◆ **Document extract**:
• • • • •
Are Islamic Marriages Arranged? Here’s the Truth


Muslim bride and groom sat on ceremonial wedding chair

There is an undeniable bond that a man and a woman share when they get married. Depending on the culture, the two can either marry independently or under their parents/ family members’ advice. We intend to find out what happens in Islamic marriages.

So, are Islamic marriages arranged? The Islamic law frowns upon male-female interaction, so it necessitates arranged marriages; this way, the union is about compatibility rather than lust. Often, Islamic marriages are assisted by both partners’ families. The family finds a suitable partner for their child, then introduces them to each other. However, the two parties have to consent to it; else, it will be a forced marriage.

In this article, we delve into the concept of arranged marriages to uncover its history, prevalence, the Islamic view on the practice, and how successful it is. Since Muslim men and women are not free to mingle, how do they find spouses? Read on as we bring these issues to light.
• • • • •
◆ **Record list**:
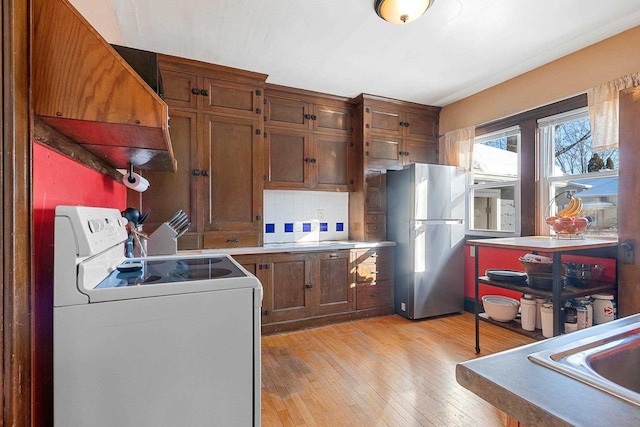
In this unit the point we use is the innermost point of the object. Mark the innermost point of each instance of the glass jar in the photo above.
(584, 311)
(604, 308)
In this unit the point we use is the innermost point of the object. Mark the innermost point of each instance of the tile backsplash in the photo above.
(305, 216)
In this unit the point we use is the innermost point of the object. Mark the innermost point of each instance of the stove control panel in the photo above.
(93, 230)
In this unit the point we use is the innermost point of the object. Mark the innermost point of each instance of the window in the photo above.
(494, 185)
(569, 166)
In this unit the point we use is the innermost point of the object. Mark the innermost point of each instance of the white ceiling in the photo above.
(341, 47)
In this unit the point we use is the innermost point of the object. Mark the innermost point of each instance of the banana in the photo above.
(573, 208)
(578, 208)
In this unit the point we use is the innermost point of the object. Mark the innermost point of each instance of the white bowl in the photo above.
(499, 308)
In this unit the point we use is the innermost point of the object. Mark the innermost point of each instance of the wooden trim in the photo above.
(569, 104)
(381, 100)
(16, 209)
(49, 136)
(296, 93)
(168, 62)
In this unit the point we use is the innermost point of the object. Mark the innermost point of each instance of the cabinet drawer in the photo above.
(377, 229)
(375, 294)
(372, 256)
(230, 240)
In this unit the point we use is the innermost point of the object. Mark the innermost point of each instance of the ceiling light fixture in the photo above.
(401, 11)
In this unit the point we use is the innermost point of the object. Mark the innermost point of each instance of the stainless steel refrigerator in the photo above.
• • • • •
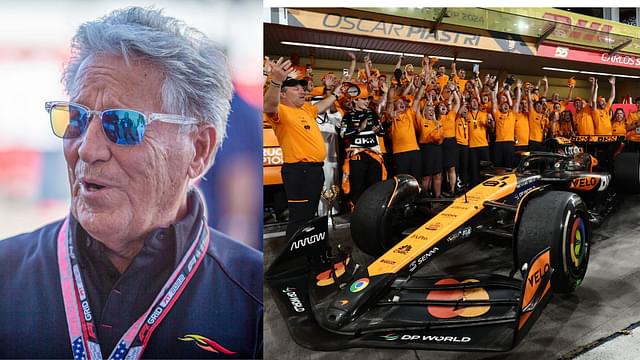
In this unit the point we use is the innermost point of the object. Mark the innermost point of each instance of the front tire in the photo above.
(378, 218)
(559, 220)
• • • • •
◆ **What to work on**:
1. Answer these about the article on Islamic marriages, one per line:
(a) What does Islamic law frown upon?
(b) After the family finds a suitable partner for their child, what does it do?
(c) What must the two parties do so that the marriage is not a forced one?
2. List every aspect of arranged marriages that the article on Islamic marriages says it will uncover.

◆ **Responses**:
1.
(a) Male-female interaction.
(b) It introduces them to each other.
(c) They have to consent to it.

2.
- Its history
- Its prevalence
- The Islamic view on the practice
- How successful it is